— How to complete this task —
Each line below must be reproduced exactly.

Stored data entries
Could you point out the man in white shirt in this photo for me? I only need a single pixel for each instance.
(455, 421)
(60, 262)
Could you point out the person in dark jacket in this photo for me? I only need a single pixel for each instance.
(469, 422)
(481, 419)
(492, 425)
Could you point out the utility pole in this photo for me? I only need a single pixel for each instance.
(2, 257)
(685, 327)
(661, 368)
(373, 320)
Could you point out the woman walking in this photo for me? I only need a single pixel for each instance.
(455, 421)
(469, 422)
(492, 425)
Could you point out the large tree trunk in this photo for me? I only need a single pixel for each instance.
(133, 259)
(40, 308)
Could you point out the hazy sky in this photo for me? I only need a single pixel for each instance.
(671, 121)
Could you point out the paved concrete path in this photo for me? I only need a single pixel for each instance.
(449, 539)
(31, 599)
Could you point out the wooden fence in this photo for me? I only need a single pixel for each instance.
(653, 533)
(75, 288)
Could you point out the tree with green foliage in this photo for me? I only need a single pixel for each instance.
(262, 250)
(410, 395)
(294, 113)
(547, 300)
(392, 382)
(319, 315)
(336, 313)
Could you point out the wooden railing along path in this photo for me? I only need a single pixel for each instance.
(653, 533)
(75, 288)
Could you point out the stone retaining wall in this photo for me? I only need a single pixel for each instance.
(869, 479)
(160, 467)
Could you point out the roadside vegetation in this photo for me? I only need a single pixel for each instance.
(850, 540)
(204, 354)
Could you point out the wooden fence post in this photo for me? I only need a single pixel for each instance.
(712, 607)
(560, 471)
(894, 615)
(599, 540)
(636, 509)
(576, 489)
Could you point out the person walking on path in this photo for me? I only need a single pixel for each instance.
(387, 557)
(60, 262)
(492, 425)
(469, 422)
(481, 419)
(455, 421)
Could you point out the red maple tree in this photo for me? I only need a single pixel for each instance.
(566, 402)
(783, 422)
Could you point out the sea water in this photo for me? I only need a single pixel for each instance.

— Response for this exercise —
Could you point out the man in white shirt in this photo for me? I only need a single pixel for each instance.
(455, 421)
(60, 262)
Could you point out the person in dark jacket in this photo for me? I only need a single pixel for each instance.
(469, 422)
(481, 419)
(492, 425)
Could you point out the utility pole in this photo for me? I only need a single pixel for each instance.
(2, 257)
(685, 327)
(661, 368)
(373, 320)
Could you point out the woman walking in this photo for me? I only need a single pixel for each instance.
(455, 421)
(469, 422)
(492, 425)
Could you point out the large tree trunk in this photo for me? I only need a single pixel for each instance.
(133, 259)
(40, 308)
Could you point out the hazy sky in this photo for me? I only need a single pixel for each instance.
(671, 121)
Could you point out the paved concrete path in this photo for me? I only need a single pixel for each instance.
(449, 539)
(31, 599)
Could you point out the wooden fence in this photo for me? I only need a single pixel for each instance.
(653, 533)
(75, 288)
Could you point out the tree with green foliage in this photo for me? I only need a single pixel for each instance.
(262, 250)
(410, 395)
(294, 113)
(547, 300)
(392, 382)
(319, 315)
(336, 313)
Could you point out the wooden railing along path in this photo for me? I only need a single pixel for each instance.
(653, 533)
(75, 288)
Could you point out the stone retaining wall in this photo for me? I only need a single pixel for each instance.
(869, 479)
(160, 467)
Could you point out the roadside vegetation in this photo for me? I only need a single pixel for each instance.
(850, 540)
(204, 354)
Could you point out the wooden fence post in this photo for me? I only need a single pixel for each instance.
(712, 607)
(560, 471)
(894, 615)
(599, 540)
(636, 509)
(576, 489)
Could you point out the person walking on path in this photo for me? I only need a single pixel for each instance.
(387, 557)
(60, 262)
(492, 425)
(469, 422)
(481, 419)
(455, 421)
Could you point out the red maple tree in this photo for me? I only need a single pixel for each instance.
(566, 402)
(783, 422)
Could you point out the sea water in this photo for me? I only need a single pixel for each instance.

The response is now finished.